* **Task directions**:
Would you extract the whole listing below and retype it exactly?

* **Information provided**:
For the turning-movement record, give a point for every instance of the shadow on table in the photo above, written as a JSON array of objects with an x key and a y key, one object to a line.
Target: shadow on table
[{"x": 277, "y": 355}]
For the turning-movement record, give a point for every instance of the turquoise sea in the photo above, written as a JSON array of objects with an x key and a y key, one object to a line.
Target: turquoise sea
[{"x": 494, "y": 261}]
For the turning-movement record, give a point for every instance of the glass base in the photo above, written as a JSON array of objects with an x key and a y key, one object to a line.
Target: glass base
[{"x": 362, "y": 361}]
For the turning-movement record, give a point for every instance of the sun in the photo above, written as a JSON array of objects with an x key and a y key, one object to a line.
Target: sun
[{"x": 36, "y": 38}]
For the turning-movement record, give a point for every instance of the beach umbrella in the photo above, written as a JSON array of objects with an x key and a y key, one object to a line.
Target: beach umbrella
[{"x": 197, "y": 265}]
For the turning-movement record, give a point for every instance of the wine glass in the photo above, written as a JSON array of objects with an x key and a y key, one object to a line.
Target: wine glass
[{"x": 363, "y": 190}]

* **Output of the exercise**:
For the turning-movement record, give a point for every instance of the shadow on table in the photo above, written as a JSON array of objects with an x key and a y key, one object to a line.
Target: shadow on table
[{"x": 277, "y": 355}]
For the turning-movement record, give a point for every instance of the turquoise sea in the photo above, written as a JSON array of objects with an x key and a y key, one object to a line.
Target: turquoise sea
[{"x": 494, "y": 261}]
For the turning-movement record, give a point for every instance of the glass base in the photo above, written as a JSON array of objects with an x key and a y key, one object to a line.
Target: glass base
[{"x": 362, "y": 361}]
For the turning-movement record, give a point for every instance of the sun in the photo above, written as a JSON array of objects with an x key and a y key, one object to a line.
Target: sun
[{"x": 36, "y": 38}]
For the turning-movement record, give a point for every instance of the beach umbrella in the photo above, written as a JSON array of objects with an x key and a y key, one object to a line.
Target: beach umbrella
[{"x": 197, "y": 265}]
For the turning-movement record, give a point for every instance of the wine glass in the photo above, written as a JSON array of objects with an x key and a y key, one object to a line.
Target: wine glass
[{"x": 363, "y": 190}]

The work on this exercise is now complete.